◆ Provided information ◆
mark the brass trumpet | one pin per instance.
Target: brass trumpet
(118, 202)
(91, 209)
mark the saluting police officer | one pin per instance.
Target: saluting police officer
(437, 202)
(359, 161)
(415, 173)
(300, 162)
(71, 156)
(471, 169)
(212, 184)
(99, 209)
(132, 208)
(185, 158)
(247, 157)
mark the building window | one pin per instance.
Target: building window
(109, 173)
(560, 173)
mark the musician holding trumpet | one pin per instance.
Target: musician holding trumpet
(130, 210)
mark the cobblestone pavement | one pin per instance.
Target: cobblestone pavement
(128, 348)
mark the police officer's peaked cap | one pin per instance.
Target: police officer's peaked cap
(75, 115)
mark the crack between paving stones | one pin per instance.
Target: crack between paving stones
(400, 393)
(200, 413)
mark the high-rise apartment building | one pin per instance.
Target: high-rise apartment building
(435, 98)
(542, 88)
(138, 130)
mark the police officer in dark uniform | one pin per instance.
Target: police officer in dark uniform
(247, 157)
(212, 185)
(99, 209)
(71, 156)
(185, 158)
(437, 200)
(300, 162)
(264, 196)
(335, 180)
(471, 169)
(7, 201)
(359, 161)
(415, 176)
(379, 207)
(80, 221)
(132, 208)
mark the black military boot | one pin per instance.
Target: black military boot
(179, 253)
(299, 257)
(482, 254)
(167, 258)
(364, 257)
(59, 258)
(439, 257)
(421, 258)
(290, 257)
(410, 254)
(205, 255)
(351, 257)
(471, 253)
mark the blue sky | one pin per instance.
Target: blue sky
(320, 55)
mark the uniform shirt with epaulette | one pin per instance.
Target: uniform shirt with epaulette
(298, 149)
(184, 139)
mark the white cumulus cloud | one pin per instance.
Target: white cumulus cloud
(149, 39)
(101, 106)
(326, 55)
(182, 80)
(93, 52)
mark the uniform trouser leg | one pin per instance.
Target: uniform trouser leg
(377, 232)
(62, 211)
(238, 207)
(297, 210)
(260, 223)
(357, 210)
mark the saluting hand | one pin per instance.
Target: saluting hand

◆ Task details ◆
Copy the records word for word, starting at the line holding "mark the blue sky | one pin per instance." and going through the last line of the records, both ends included.

◆ Solution to the problem ◆
mark the blue sky | one pin per instance.
Target: blue sky
(320, 55)
mark the uniform shirt with epaulette | one pin per instance.
Target: uniform shirt with epaulette
(298, 149)
(184, 139)
mark the white cumulus cloud | one pin per instance.
Target: white cumulus cloud
(149, 39)
(101, 106)
(326, 55)
(182, 80)
(93, 52)
mark the uniform trouser leg | one pin per instance.
Target: uniform trouser leg
(377, 232)
(62, 211)
(238, 207)
(297, 210)
(260, 223)
(357, 210)
mark the saluting hand | one pin per instance.
Target: saluting hand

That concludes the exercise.